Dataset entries
========================================================================

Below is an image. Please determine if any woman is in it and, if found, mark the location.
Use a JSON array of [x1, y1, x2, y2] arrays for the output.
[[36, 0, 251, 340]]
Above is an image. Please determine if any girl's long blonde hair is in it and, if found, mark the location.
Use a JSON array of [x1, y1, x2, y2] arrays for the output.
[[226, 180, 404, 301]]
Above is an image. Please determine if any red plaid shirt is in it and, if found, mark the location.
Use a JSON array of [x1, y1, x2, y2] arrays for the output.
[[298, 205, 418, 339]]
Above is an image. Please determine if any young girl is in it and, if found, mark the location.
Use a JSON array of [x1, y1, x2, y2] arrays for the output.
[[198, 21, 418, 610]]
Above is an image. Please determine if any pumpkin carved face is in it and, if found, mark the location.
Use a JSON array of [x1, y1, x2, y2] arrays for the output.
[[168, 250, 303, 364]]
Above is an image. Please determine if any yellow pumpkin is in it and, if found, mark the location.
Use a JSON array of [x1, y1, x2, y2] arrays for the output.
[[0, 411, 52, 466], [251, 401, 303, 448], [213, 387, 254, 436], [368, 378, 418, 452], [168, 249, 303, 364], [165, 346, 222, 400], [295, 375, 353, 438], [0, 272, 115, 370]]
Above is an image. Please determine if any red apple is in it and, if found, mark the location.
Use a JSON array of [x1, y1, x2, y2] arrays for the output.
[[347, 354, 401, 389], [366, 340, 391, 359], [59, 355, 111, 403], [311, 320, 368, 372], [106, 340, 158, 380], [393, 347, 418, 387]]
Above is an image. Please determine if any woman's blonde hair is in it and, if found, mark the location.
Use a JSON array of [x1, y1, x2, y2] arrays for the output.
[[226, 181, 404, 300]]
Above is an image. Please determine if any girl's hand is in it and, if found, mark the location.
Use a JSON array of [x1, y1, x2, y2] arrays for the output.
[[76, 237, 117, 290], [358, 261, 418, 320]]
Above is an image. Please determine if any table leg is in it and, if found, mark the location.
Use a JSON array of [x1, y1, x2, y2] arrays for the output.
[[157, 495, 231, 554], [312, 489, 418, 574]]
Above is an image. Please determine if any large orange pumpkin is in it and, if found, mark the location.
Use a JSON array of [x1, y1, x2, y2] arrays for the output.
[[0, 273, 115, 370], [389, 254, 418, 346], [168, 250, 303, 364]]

========================================================================

What to produce
Each line with the word "girl" in the records above belongs in the result; copy all of them.

Response to the task
Above is an image. Please determine if any girl's long blonde hair is in it and, if found, mark the location.
Above is an image. Please determine if any young girl is in it and, if found, mark the location.
Above is an image. Please determine if any girl's hand is in it and, if found, mark the location.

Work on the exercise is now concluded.